• [REQUIRED TASK]
Rewrite the rows from the one containing "Target: bald head" through the end of the rows, replacing "woman's" with "lady's" and leaving everything else unchanged.

• [DATA LISTING]
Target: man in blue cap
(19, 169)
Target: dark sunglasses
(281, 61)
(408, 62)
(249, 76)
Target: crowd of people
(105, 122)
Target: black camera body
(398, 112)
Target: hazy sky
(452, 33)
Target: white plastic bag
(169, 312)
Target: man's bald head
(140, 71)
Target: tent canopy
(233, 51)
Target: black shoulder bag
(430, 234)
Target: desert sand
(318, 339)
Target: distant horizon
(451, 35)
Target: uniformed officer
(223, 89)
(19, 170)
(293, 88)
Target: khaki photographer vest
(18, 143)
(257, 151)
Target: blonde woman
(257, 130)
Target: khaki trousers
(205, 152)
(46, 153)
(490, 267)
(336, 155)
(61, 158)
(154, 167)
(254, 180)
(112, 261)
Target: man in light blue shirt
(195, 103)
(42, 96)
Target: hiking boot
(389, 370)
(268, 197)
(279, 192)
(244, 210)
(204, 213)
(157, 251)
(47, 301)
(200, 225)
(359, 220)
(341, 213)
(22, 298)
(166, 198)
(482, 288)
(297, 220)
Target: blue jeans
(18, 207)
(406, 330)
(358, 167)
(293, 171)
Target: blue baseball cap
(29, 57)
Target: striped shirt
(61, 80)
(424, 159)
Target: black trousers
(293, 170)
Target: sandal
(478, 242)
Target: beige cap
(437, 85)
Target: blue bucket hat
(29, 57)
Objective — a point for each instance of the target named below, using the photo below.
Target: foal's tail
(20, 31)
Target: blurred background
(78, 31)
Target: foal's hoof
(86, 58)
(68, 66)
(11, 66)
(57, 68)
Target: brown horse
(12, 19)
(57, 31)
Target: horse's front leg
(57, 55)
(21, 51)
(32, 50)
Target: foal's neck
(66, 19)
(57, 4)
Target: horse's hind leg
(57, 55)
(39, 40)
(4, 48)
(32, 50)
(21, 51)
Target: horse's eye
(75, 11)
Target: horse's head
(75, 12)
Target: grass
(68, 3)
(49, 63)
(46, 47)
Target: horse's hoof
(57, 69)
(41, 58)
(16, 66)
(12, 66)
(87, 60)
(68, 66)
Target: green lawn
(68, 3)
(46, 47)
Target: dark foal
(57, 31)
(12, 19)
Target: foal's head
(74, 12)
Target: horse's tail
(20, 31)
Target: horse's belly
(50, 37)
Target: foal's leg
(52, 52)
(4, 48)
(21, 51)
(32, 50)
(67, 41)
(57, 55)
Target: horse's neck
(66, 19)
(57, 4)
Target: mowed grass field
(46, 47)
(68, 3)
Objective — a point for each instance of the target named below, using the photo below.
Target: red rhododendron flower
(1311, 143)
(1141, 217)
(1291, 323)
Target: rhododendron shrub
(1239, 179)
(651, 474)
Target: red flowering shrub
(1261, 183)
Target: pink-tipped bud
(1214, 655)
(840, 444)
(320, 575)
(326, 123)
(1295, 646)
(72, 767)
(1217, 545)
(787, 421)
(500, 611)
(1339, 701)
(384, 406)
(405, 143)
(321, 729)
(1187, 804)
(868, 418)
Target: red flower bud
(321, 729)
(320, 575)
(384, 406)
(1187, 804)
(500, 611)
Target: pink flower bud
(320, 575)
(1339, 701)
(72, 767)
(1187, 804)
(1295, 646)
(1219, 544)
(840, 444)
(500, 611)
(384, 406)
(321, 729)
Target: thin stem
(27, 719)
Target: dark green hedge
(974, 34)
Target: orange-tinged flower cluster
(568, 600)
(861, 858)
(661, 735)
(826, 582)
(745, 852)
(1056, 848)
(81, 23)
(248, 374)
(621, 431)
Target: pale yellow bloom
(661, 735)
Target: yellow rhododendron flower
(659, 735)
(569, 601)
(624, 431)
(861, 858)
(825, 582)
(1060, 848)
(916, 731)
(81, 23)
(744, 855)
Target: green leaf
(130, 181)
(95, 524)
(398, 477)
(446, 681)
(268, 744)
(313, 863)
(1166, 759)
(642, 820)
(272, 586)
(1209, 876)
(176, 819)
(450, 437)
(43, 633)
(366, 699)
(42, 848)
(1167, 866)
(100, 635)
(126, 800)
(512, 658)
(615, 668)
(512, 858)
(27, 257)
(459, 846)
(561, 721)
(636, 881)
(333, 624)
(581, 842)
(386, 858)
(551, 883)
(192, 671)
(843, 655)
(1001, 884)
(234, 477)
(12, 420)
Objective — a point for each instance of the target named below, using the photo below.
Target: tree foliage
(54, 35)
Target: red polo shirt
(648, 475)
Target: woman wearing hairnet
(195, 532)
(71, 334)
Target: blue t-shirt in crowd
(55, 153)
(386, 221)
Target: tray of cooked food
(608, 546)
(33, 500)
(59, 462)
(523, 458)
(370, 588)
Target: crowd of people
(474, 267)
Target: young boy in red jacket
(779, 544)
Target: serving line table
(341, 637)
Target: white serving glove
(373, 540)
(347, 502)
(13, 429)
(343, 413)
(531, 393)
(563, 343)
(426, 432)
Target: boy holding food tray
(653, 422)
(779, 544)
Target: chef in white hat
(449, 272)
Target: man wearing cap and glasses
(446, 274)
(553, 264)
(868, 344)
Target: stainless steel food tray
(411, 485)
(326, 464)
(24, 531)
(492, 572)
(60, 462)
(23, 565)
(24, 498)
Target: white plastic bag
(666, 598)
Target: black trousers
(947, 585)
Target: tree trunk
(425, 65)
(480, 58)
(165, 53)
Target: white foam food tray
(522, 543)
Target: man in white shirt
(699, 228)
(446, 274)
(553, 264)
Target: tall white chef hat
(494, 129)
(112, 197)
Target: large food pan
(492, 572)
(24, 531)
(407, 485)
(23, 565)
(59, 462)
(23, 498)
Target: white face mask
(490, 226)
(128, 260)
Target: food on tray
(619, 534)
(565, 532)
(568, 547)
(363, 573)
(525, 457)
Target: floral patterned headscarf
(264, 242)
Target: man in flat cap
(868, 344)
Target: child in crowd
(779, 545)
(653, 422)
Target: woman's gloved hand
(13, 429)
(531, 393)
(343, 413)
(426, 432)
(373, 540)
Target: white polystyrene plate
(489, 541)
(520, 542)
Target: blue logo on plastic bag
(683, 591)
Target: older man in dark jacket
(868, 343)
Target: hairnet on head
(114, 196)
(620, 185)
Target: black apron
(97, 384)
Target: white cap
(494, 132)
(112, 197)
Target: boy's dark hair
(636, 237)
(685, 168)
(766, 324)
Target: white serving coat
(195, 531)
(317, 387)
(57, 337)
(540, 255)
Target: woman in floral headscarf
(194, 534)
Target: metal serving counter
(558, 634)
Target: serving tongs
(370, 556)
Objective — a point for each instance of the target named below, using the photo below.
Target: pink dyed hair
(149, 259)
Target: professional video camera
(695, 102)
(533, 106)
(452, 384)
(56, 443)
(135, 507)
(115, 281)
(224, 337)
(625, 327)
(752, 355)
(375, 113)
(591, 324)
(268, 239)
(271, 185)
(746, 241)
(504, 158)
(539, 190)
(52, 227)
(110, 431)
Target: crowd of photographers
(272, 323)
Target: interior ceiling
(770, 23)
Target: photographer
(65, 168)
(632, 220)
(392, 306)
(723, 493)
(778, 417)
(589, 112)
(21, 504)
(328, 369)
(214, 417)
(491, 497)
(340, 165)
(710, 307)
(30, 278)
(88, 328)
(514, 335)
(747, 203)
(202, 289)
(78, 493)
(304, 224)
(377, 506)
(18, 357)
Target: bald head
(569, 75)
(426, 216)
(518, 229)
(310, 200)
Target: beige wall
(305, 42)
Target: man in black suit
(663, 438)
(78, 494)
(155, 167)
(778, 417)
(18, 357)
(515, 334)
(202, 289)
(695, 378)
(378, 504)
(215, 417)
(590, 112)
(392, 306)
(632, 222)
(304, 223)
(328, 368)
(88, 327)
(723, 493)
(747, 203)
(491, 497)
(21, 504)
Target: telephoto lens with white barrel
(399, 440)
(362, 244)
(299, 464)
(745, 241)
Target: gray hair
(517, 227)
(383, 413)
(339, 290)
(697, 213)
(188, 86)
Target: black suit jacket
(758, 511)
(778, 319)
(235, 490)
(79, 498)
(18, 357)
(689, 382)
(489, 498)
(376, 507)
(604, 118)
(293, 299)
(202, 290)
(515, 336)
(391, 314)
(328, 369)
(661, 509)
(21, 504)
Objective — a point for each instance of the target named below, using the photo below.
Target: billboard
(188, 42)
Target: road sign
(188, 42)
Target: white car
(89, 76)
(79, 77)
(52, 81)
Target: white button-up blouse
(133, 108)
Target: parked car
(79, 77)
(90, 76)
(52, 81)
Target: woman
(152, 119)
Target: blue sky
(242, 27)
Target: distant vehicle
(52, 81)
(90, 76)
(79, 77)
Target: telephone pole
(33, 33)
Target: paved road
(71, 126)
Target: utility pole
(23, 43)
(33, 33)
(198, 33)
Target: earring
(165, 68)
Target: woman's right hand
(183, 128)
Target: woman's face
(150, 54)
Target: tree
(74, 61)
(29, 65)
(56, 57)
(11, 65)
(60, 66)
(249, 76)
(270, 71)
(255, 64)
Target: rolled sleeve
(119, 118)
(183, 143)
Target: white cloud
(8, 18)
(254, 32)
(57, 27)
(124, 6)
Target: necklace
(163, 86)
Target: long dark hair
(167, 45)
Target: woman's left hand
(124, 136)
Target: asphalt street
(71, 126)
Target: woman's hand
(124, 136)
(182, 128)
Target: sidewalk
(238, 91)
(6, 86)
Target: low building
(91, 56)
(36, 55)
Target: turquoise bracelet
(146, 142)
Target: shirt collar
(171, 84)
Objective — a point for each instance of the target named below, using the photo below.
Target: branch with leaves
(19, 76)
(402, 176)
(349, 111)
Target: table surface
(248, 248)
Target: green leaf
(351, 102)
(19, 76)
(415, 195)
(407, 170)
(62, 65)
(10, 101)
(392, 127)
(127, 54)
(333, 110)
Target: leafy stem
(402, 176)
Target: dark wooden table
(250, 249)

• [THE COMPLETED TASK]
Target: bald head
(569, 75)
(426, 216)
(518, 229)
(310, 200)
Target: beige wall
(305, 42)
Target: man in black suit
(663, 438)
(78, 494)
(155, 167)
(778, 417)
(18, 357)
(515, 334)
(202, 289)
(695, 378)
(378, 504)
(215, 417)
(590, 112)
(392, 306)
(632, 222)
(304, 223)
(328, 368)
(88, 327)
(723, 493)
(747, 203)
(491, 497)
(21, 504)
Target: telephoto lens with white barrel
(399, 440)
(362, 244)
(299, 464)
(745, 241)
Target: gray hair
(517, 227)
(383, 413)
(339, 290)
(697, 213)
(188, 86)
Target: black suit jacket
(758, 511)
(778, 319)
(235, 490)
(79, 498)
(18, 357)
(689, 382)
(489, 498)
(376, 507)
(604, 118)
(293, 299)
(202, 290)
(515, 336)
(391, 314)
(328, 369)
(661, 509)
(21, 504)
Objective — a point for each instance of the target named below, using the photo below.
Target: billboard
(188, 42)
Target: road sign
(188, 42)
Target: white car
(89, 76)
(79, 77)
(52, 81)
Target: white button-up blouse
(133, 108)
Target: parked car
(79, 77)
(90, 76)
(52, 81)
Target: woman
(152, 119)
Target: blue sky
(242, 27)
Target: distant vehicle
(52, 81)
(90, 76)
(79, 77)
Target: telephone pole
(33, 33)
Target: paved road
(71, 126)
Target: utility pole
(23, 43)
(33, 33)
(198, 33)
Target: earring
(165, 68)
Target: lady's right hand
(183, 128)
Target: lady's face
(150, 54)
Target: tree
(74, 61)
(29, 65)
(56, 57)
(11, 65)
(60, 66)
(249, 76)
(270, 71)
(255, 64)
Target: rolled sleeve
(119, 118)
(183, 143)
Target: white cloud
(8, 18)
(254, 32)
(57, 27)
(124, 6)
Target: necklace
(163, 86)
Target: long dark hair
(167, 45)
Target: lady's left hand
(124, 136)
Target: asphalt street
(71, 126)
Target: lady's hand
(124, 136)
(182, 128)
Target: sidewalk
(238, 91)
(6, 86)
Target: low building
(91, 56)
(36, 55)
Target: turquoise bracelet
(146, 142)
Target: shirt collar
(171, 84)
Objective — a point for each instance of the target named below, using the photo below.
Target: branch with leaves
(19, 76)
(402, 176)
(349, 111)
Target: table surface
(248, 248)
Target: green leaf
(351, 102)
(19, 76)
(415, 195)
(407, 170)
(62, 65)
(10, 101)
(392, 127)
(127, 54)
(333, 110)
Target: leafy stem
(402, 176)
Target: dark wooden table
(250, 249)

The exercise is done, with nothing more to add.